▸ THE TASK: Write out once more the lines running from the top of the entries below to the line with "box: [966, 421, 1183, 598]", both ends included.

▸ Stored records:
+ + + + + + +

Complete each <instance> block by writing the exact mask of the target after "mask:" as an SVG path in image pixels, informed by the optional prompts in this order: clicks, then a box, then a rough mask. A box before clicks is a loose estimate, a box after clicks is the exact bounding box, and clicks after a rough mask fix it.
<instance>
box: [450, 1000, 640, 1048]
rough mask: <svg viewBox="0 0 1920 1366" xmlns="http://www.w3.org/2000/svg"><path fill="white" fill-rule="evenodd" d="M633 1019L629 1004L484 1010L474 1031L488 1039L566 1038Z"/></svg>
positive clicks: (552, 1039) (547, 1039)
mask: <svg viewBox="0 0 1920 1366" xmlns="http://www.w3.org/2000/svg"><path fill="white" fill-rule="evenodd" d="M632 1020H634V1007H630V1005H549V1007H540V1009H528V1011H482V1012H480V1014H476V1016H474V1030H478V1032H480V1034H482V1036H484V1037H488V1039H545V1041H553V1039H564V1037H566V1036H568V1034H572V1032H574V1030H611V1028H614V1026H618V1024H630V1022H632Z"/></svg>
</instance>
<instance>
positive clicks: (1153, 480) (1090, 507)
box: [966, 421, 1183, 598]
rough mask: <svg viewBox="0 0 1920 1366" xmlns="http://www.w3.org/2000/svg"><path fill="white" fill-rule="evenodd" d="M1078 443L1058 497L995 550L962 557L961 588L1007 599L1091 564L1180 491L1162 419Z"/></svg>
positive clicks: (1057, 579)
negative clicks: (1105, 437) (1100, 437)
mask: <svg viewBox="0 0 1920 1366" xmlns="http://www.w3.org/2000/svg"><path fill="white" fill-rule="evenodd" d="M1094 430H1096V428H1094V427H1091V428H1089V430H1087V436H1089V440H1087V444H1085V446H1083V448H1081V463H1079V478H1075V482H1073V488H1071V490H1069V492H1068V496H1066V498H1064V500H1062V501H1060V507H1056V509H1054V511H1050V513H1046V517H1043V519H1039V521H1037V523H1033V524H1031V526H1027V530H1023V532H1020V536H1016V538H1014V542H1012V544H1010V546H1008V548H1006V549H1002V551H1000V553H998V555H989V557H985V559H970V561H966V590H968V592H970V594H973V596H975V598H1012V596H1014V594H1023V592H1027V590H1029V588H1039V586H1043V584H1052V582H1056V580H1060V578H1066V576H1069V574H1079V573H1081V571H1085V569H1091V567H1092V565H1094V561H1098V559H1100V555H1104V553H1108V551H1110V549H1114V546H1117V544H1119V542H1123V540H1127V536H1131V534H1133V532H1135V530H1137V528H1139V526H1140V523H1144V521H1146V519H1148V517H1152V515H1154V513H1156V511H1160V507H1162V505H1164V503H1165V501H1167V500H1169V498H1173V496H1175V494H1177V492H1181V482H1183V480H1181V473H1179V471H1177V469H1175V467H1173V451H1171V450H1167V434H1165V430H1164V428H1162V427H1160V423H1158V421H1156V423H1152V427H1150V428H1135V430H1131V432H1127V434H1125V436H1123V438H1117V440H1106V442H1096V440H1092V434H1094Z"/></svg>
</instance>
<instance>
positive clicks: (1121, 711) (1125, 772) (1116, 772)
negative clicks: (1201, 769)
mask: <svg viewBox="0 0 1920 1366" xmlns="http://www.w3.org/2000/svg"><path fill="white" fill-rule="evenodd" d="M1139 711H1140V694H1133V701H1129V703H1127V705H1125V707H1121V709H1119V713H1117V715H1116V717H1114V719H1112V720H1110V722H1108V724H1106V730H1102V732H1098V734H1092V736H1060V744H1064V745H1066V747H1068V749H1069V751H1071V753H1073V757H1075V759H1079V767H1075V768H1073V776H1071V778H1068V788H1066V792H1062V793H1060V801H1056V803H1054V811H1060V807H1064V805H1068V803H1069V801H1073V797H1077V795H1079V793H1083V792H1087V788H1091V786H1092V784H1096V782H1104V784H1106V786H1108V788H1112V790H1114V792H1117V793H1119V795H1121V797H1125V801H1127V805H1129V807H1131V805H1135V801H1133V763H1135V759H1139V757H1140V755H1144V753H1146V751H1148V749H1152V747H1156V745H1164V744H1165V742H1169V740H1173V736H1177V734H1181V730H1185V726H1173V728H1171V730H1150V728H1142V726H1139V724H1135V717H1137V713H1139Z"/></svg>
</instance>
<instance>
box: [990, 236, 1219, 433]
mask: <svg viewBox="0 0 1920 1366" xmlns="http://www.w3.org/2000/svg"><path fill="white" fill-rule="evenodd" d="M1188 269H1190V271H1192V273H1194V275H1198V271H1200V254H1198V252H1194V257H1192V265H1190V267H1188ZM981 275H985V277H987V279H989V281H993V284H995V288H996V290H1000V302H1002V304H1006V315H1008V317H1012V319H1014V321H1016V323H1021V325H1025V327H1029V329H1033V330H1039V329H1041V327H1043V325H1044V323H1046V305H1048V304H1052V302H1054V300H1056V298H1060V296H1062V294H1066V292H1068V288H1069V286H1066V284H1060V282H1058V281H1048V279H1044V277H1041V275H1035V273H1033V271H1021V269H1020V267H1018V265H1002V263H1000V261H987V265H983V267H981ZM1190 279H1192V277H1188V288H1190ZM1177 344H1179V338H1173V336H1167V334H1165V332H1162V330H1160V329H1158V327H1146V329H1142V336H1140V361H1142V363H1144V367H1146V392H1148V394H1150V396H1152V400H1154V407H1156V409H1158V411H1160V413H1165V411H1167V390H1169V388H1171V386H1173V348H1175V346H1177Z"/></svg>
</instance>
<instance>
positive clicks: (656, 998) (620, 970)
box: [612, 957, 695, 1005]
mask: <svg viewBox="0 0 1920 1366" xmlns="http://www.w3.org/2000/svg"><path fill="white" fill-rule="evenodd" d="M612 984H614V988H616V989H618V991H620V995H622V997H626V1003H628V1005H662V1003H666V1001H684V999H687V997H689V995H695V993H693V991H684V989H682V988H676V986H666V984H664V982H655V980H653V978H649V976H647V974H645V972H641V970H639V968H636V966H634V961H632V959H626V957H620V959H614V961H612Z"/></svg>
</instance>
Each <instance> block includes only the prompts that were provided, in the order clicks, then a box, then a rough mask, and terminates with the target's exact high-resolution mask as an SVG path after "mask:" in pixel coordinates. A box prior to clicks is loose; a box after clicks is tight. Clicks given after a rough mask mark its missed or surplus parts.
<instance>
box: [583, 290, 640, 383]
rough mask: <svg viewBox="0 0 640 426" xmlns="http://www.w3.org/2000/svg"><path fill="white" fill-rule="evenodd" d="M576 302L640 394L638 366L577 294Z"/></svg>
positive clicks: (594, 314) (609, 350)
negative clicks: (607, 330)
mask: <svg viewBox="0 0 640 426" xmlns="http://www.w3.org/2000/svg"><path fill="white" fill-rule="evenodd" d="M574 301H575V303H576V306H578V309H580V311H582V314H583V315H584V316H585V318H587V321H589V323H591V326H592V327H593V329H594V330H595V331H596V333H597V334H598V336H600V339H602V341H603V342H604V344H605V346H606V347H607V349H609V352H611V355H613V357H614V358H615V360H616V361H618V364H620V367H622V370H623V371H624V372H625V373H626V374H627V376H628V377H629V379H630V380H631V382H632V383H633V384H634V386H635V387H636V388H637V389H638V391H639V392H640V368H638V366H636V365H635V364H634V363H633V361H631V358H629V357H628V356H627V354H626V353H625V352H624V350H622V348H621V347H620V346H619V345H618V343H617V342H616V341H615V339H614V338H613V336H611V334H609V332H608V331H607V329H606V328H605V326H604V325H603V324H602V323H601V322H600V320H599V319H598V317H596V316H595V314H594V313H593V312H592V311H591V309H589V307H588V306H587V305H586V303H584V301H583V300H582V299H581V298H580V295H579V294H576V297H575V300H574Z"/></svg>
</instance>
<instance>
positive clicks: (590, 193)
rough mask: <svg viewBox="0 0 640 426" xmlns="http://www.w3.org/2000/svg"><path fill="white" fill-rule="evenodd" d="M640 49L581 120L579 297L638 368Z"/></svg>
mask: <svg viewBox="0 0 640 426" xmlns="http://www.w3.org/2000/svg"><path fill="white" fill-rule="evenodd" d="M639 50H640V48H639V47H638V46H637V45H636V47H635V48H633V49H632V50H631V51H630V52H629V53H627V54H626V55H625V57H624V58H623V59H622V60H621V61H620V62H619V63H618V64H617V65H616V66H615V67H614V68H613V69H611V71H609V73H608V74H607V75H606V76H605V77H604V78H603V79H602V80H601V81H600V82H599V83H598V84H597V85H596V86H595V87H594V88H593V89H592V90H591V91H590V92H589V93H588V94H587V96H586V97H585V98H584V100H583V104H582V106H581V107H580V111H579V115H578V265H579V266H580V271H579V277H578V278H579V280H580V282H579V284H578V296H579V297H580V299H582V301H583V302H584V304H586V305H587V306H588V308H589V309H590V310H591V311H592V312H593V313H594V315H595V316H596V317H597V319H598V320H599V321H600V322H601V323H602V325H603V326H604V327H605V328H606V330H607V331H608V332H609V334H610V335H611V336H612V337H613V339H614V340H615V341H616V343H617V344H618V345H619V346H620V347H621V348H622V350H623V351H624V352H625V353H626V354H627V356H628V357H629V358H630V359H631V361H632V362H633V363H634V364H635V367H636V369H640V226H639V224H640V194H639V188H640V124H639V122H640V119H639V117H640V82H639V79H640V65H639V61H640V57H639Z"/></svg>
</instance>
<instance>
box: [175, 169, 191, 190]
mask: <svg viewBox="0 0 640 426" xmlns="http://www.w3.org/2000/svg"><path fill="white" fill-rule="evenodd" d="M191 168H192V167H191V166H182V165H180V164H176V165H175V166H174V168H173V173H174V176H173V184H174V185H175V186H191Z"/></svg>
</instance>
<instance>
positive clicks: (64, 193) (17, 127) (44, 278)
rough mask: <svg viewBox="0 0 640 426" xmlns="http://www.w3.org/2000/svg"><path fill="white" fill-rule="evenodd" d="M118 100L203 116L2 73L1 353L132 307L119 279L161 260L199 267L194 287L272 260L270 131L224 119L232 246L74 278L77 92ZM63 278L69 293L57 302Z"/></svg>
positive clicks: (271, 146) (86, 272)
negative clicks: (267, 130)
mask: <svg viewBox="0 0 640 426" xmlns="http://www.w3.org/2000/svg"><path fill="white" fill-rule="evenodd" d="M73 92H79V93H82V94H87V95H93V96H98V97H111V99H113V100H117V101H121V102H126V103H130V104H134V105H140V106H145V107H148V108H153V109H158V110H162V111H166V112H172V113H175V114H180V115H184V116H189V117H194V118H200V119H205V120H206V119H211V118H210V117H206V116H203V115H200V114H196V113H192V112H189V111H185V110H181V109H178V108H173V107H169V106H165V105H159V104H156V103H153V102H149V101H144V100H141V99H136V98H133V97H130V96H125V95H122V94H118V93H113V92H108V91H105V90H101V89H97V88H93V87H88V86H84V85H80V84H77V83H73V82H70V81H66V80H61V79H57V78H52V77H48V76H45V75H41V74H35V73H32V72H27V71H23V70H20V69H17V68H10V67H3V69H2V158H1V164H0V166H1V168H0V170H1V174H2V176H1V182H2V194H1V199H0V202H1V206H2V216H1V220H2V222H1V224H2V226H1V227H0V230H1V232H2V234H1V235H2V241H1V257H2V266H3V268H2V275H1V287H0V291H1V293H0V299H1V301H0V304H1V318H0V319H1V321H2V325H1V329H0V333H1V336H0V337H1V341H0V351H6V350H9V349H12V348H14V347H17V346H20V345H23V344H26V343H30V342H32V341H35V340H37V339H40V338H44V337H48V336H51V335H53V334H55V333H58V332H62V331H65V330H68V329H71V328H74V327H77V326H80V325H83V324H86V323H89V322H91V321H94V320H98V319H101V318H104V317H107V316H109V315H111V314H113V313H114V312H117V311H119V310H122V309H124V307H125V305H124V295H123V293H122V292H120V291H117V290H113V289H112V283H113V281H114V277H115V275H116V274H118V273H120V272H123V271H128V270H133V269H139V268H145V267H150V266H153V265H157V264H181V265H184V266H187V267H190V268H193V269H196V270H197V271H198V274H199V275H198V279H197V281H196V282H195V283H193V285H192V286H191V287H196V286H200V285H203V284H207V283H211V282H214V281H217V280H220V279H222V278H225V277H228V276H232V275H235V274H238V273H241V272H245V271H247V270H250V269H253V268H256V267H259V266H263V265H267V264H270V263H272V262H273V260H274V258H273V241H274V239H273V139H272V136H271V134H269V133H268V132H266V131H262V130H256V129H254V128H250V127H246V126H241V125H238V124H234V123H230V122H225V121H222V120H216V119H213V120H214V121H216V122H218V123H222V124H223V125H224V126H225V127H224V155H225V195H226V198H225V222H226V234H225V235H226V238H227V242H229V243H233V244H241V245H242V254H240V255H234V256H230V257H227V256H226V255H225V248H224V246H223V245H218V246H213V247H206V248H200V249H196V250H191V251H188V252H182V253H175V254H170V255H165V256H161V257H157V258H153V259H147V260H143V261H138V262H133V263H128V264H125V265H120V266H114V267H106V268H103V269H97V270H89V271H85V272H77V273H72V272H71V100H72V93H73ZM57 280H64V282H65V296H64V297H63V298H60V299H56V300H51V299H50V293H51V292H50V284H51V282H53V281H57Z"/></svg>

+ + + + + + +

▸ SOLUTION TO THIS EXERCISE:
Complete each <instance> block by writing the exact mask of the target after "mask:" as an SVG path in image pixels, informed by the optional prompts in this order: clicks, then a box, then a rough mask. A box before clicks is a loose estimate, a box after clicks is the exact bounding box, and clicks after a rough mask fix it.
<instance>
box: [450, 1000, 640, 1048]
rough mask: <svg viewBox="0 0 1920 1366" xmlns="http://www.w3.org/2000/svg"><path fill="white" fill-rule="evenodd" d="M633 1019L629 1004L484 1010L474 1031L488 1039L566 1038Z"/></svg>
positive clicks: (552, 1039) (547, 1039)
mask: <svg viewBox="0 0 1920 1366" xmlns="http://www.w3.org/2000/svg"><path fill="white" fill-rule="evenodd" d="M632 1020H634V1007H630V1005H549V1007H540V1009H528V1011H482V1012H480V1014H476V1016H474V1030H478V1032H480V1034H482V1036H484V1037H488V1039H545V1041H553V1039H564V1037H566V1036H568V1034H572V1032H574V1030H611V1028H614V1026H618V1024H630V1022H632Z"/></svg>
</instance>
<instance>
positive clicks: (1153, 480) (1090, 507)
box: [966, 421, 1183, 598]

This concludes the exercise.